● Questions to answer
(1) Decide whether each statement below, (a) through (c), agrees with the passage on data-center cooling. Answer yes or no for each, and quote the exact words of the passage that decide it.

(a) The International Energy Agency's base case puts global data-center electricity consumption at about 945 TWh by 2030.
(b) Air has a higher heat capacity than liquids.
(c) Liquid cooling captures heat closer to its source.
(2) Answer these questions from the passage on data-center cooling, labeling each answer with the letter of its question.
(a) According to Lawrence Berkeley National Laboratory, how much electricity did U.S. data centers use in 2023?
(b) At what yearly rate does the International Energy Agency expect data-center electricity consumption to grow from 2024 to 2030?
(c) To what kind of workloads did Microsoft's two-phase immersion discussion tie the design?

● Exercise passage
╭──

The International Energy Agency projects that global data-center electricity consumption will double to about 945 TWh by 2030 in its base case, just under 3% of global electricity use. It also projects data-center electricity consumption to grow at about 15% per year from 2024 to 2030, with accelerated servers driven mainly by AI growing much faster than conventional server loads. Lawrence Berkeley National Laboratory reported that U.S. data-center electricity use rose from 58 TWh in 2014 to 176 TWh in 2023 and could reach 325 TWh to 580 TWh by 2028, depending on growth assumptions.

Those numbers matter for cooling because cooling is not an accessory. A facility that doubles IT load must remove roughly double the heat unless the servers become dramatically more energy-frugal per unit of work. The facility may run with better PUE, better controls and less chiller energy, but the heat still needs somewhere to go. AI does not only increase the electricity question; it increases the heat-rejection question at the same time.

The old answer was moving more air. That answer weakens when rack density rises beyond the comfort zone of standard server rooms. Air has low heat capacity compared with liquids. It works well when heat is spread across many ordinary racks, each drawing a few kilowatts to perhaps tens of kilowatts. It becomes noisy, bulky and energy-hungry when a rack behaves like a small industrial machine. Dense AI racks force either much more airflow, colder supply air, more containment, more fan energy, more floor space, or a shift toward liquid.

Air cooling also pushes heat into the room before the facility captures it. That is manageable at moderate density, but it becomes fragile at high density. Hotspots appear. Inlet temperatures vary. Server fans ramp aggressively. Equipment may throttle. Technicians work in louder, hotter spaces. The room itself becomes part of the thermal transport path. Liquid cooling moves heat capture closer to the source, which is why it becomes attractive when the source grows more intense.

The thermal problem is not only the GPU. High-density AI nodes include CPUs, memory, NVLink or other interconnect devices, power conversion hardware, network switches and storage. A rack-scale AI system is a thermal ecosystem. Some components receive cold plates in direct-to-chip designs. Other components may still need air. Immersion changes that architecture by placing far more of the electronics in direct contact with coolant, though practical implementations vary in what gets submerged and how power and network connections are handled.

AI workloads also create uneven heat. Training runs can hold accelerators near sustained load for long periods. Inference can generate burst patterns depending on user demand, batch size, model routing and service-level targets. The cooling system must handle steady heat, bursts and uneven distribution across trays. Microsoft’s two-phase immersion discussion specifically tied the design to bursty cloud workloads, noting that servers in liquid-cooled tanks could run at elevated power without overheating.

The pressure is not limited to hyperscale firms. Enterprises buying private AI clusters, cloud providers building sovereign AI regions, research labs deploying GPU partitions and colocation operators serving multiple AI tenants all face the same equation. The compute may differ, but the heat does not negotiate. A facility that cannot deliver power and remove heat cannot sell the AI capacity its customers want.

╰──

● Records supplied
╭──

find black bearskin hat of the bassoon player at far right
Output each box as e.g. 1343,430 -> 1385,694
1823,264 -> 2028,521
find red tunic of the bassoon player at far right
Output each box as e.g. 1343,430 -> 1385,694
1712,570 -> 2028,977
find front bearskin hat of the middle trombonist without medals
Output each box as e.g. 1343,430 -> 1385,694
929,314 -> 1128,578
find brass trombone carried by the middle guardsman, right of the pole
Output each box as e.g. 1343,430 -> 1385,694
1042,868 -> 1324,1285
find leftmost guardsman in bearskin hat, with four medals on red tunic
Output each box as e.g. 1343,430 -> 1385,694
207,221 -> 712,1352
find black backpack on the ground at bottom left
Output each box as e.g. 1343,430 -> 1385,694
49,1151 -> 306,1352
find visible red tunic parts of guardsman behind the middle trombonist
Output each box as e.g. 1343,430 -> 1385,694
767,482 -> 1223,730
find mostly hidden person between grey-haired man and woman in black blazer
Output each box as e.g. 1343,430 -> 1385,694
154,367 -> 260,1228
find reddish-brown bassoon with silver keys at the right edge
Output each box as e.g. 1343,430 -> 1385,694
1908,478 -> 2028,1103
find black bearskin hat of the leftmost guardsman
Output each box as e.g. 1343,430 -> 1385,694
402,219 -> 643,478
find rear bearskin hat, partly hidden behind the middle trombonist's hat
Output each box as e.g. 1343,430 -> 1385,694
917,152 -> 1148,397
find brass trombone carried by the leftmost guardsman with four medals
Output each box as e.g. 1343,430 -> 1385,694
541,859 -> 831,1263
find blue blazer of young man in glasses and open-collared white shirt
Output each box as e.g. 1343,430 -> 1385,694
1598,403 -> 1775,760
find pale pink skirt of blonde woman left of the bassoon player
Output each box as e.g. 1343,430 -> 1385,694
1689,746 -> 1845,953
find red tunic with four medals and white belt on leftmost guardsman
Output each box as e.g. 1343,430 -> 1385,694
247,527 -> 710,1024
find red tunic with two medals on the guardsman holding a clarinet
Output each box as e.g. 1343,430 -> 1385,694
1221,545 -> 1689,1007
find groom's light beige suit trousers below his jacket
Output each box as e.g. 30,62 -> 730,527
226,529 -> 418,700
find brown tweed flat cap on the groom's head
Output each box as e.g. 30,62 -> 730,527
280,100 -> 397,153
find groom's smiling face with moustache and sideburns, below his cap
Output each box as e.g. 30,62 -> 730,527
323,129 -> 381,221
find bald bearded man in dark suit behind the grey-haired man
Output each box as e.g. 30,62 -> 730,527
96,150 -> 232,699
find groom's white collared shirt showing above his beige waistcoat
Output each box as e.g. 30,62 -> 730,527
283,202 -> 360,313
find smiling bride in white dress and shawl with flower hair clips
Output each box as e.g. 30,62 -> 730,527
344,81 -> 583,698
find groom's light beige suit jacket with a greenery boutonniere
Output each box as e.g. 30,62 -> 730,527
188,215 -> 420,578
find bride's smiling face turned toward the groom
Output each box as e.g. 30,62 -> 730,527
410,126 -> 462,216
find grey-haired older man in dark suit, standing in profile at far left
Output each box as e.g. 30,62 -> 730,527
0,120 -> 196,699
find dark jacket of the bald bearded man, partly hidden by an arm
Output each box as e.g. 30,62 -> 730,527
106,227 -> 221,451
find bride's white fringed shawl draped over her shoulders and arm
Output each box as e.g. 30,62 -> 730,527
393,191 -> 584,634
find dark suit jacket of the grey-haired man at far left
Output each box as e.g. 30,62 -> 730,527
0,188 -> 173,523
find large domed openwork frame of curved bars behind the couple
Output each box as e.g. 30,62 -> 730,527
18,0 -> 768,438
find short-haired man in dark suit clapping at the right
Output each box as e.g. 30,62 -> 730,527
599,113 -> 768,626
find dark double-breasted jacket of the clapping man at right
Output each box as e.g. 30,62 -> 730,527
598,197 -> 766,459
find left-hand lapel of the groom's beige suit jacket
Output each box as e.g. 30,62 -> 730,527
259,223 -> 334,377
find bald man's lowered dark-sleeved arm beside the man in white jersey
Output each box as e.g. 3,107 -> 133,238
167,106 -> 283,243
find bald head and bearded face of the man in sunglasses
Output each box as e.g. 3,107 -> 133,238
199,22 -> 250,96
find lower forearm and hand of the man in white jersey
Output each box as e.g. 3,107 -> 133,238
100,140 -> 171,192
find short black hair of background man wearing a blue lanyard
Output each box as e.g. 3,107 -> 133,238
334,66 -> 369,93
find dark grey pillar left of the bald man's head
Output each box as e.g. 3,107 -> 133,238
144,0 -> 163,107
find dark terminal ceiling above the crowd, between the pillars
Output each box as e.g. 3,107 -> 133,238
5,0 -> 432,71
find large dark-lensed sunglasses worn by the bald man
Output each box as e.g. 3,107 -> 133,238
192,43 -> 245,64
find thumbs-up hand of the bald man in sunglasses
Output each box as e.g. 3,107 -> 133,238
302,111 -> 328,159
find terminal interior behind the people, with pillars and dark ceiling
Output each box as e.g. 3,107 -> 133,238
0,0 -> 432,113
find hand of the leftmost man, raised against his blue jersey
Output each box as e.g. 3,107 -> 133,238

╰──

● Solutions to the problems
(1)
(a) Yes: "will double to about 945 TWh by 2030 in its base case"
(b) No: "Air has low heat capacity compared with liquids."
(c) Yes: "Liquid cooling moves heat capture closer to the source"

(2)
(a) 176 TWh
(b) About 15% per year
(c) Bursty cloud workloads